> Written exercise: The listing below is to be output in its exact form.

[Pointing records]
"""
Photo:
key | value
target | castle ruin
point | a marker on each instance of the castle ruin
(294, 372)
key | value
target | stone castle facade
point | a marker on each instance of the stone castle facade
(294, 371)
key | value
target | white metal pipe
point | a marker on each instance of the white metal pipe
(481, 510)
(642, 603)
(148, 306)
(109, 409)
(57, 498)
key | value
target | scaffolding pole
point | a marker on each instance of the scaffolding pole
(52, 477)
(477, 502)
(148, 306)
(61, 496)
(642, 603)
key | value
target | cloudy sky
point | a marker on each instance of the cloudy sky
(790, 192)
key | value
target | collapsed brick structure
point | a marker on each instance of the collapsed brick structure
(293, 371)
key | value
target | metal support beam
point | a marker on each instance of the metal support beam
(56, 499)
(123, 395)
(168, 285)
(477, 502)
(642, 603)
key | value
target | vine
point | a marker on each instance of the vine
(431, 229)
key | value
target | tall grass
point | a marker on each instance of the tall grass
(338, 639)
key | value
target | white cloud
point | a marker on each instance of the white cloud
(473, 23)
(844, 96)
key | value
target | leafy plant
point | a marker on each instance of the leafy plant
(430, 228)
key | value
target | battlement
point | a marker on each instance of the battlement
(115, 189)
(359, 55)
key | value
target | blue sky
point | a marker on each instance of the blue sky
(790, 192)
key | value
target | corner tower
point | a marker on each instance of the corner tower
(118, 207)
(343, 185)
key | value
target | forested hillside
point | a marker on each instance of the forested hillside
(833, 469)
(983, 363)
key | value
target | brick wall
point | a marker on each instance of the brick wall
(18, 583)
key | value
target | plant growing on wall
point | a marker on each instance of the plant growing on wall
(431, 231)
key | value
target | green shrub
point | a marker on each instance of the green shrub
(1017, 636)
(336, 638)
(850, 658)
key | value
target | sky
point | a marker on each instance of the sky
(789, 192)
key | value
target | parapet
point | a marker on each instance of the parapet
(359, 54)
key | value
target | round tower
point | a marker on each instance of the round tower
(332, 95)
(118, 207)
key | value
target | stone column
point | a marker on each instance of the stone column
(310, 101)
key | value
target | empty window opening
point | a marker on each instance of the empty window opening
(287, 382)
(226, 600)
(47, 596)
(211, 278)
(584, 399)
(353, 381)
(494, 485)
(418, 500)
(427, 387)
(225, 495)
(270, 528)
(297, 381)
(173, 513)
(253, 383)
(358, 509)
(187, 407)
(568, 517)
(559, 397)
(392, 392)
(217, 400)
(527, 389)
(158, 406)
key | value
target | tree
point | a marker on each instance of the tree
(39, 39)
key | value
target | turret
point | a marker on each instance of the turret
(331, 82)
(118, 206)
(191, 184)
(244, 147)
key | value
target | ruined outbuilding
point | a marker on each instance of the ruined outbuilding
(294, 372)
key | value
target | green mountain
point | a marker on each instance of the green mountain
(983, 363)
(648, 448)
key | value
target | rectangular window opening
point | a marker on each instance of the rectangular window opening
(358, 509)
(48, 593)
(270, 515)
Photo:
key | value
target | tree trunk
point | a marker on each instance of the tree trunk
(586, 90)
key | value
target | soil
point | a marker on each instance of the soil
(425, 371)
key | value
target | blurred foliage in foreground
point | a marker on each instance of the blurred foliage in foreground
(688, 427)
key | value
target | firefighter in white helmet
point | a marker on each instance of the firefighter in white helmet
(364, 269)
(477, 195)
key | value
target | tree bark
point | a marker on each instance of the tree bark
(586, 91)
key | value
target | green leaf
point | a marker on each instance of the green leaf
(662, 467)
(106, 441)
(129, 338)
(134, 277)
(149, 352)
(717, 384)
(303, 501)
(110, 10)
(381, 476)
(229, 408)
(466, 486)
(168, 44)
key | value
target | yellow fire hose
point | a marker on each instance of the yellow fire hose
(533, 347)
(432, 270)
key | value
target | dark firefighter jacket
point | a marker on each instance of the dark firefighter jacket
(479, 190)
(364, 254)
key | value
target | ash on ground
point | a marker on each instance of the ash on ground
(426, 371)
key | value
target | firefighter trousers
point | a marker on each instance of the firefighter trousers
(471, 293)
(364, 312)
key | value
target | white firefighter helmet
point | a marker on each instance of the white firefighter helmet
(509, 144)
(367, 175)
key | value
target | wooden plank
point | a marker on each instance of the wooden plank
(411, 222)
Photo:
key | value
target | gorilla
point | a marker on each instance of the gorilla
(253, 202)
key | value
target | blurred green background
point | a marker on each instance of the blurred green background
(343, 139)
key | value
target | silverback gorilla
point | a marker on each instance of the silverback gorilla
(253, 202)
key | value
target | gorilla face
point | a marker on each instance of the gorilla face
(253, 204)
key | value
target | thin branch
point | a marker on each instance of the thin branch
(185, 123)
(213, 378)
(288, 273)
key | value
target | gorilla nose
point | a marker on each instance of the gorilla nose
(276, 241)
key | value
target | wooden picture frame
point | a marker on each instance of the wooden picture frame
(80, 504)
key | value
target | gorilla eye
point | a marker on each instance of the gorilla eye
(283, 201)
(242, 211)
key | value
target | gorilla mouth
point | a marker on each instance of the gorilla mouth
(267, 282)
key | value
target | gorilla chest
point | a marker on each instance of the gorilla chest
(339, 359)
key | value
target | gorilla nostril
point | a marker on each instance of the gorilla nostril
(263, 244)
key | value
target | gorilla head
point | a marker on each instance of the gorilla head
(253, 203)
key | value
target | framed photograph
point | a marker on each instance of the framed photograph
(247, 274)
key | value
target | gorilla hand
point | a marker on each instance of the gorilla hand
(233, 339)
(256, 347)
"""
> Result below:
Photo:
key | value
target | castle ruin
point | a marker on each instance of the castle ruin
(294, 372)
key | value
target | stone castle facade
point | a marker on each instance of the stone castle facade
(294, 371)
key | value
target | white metal pipe
point | a marker on each instance of the white metal pipe
(481, 510)
(642, 603)
(148, 306)
(109, 409)
(57, 498)
key | value
target | scaffolding pole
point | a marker on each instance of the scaffolding pole
(52, 477)
(477, 502)
(148, 306)
(61, 496)
(642, 603)
key | value
target | cloudy sky
point | a marker on each instance of the cloudy sky
(790, 192)
key | value
target | collapsed brick structure
point | a marker on each instance of the collapsed brick structure
(293, 371)
key | value
target | metal support beam
point | a marker on each instance of the metal support beam
(56, 499)
(123, 395)
(168, 285)
(477, 502)
(642, 603)
key | value
target | vine
point | a marker on each instance of the vine
(431, 229)
key | value
target | tall grass
point | a marker on each instance of the tall grass
(338, 639)
key | value
target | white cloud
point | a marker on each instance of the white cloud
(473, 23)
(844, 96)
key | value
target | leafy plant
point | a marker on each instance of the leafy plant
(430, 228)
key | value
target | battlement
point | a marker on each instance of the battlement
(115, 189)
(359, 55)
key | value
target | blue sky
point | a marker on each instance of the blue sky
(790, 192)
key | value
target | corner tower
point | a marker on each instance of the corner tower
(118, 207)
(343, 185)
key | value
target | forested hillside
point | a marker on each instance of the forested hillside
(833, 469)
(983, 363)
key | value
target | brick wall
point | a marker on each instance of the brick wall
(18, 583)
key | value
target | plant growing on wall
point | a marker on each instance of the plant growing on wall
(431, 231)
key | value
target | green shrub
point | a marker on each instance of the green shrub
(1017, 636)
(336, 638)
(850, 658)
key | value
target | sky
point | a marker on each instance of the sky
(789, 192)
key | value
target | parapet
point | a marker on each instance of the parapet
(359, 54)
key | value
target | round tower
point | a marker on each instance of the round tower
(332, 95)
(118, 207)
key | value
target | stone column
point | a marker on each instance of the stone column
(310, 101)
key | value
target | empty window opening
point | a marker on each instance of the empty window opening
(287, 382)
(226, 600)
(47, 596)
(211, 278)
(584, 399)
(353, 381)
(494, 485)
(418, 500)
(427, 387)
(225, 495)
(270, 528)
(297, 381)
(173, 513)
(253, 383)
(358, 509)
(187, 407)
(568, 517)
(559, 397)
(392, 392)
(217, 400)
(527, 389)
(158, 406)
key | value
target | tree
point | a marker on each instance of the tree
(39, 39)
key | value
target | turret
point | a marker on each instance of the turret
(331, 82)
(118, 206)
(191, 184)
(244, 147)
key | value
target | ruined outbuilding
point | a marker on each instance of the ruined outbuilding
(294, 372)
key | value
target | green mountain
point | a marker on each instance of the green mountain
(983, 363)
(648, 448)
key | value
target | rectangular window opening
point | a marker on each instance of the rectangular window opening
(358, 509)
(48, 593)
(270, 515)
Photo:
key | value
target | tree trunk
point | a marker on each instance of the tree trunk
(586, 90)
key | value
target | soil
point | a marker on each instance of the soil
(425, 371)
key | value
target | blurred foliage in foreground
point | a marker on each instance of the blurred foliage in foreground
(688, 427)
key | value
target | firefighter in white helmet
point | a marker on each instance of the firefighter in white helmet
(364, 269)
(477, 195)
key | value
target | tree bark
point | a marker on each instance of the tree bark
(586, 91)
key | value
target | green leaf
point | a marker on each instance of the green leaf
(662, 467)
(106, 441)
(129, 338)
(134, 277)
(149, 352)
(717, 384)
(303, 501)
(110, 10)
(381, 476)
(229, 408)
(466, 486)
(168, 44)
key | value
target | yellow fire hose
point | a marker on each instance of the yellow fire hose
(533, 347)
(432, 270)
key | value
target | dark firefighter jacket
point | a marker on each instance of the dark firefighter jacket
(479, 190)
(364, 254)
key | value
target | ash on ground
point | a marker on each instance of the ash on ground
(426, 371)
key | value
target | firefighter trousers
point | a marker on each instance of the firefighter trousers
(471, 293)
(364, 312)
key | value
target | white firefighter helmet
point | a marker on each instance of the white firefighter helmet
(509, 144)
(367, 175)
key | value
target | wooden plank
point | a marker on each instance of the wooden plank
(411, 222)
Photo:
key | value
target | gorilla
point | a marker on each instance of the gorilla
(253, 202)
key | value
target | blurred green background
point | a marker on each instance of the blurred green background
(343, 139)
key | value
target | silverback gorilla
point | a marker on each instance of the silverback gorilla
(253, 202)
key | value
target | gorilla face
point | a marker on each instance of the gorilla face
(253, 204)
key | value
target | thin branch
point | a marker on each instance of the thin branch
(185, 123)
(213, 378)
(288, 273)
key | value
target | gorilla nose
point | a marker on each instance of the gorilla nose
(276, 241)
key | value
target | wooden picture frame
point | a marker on each instance of the wooden picture frame
(80, 504)
key | value
target | gorilla eye
point | a marker on each instance of the gorilla eye
(283, 201)
(242, 211)
key | value
target | gorilla mouth
point | a marker on each instance of the gorilla mouth
(267, 282)
key | value
target | gorilla chest
point | a marker on each instance of the gorilla chest
(339, 359)
key | value
target | gorilla nostril
point | a marker on each instance of the gorilla nostril
(263, 244)
key | value
target | gorilla head
point | a marker on each instance of the gorilla head
(253, 203)
key | value
target | framed photograph
point | a marker on each instance of the framed photograph
(247, 274)
key | value
target | gorilla hand
point | a marker on each instance of the gorilla hand
(233, 339)
(256, 347)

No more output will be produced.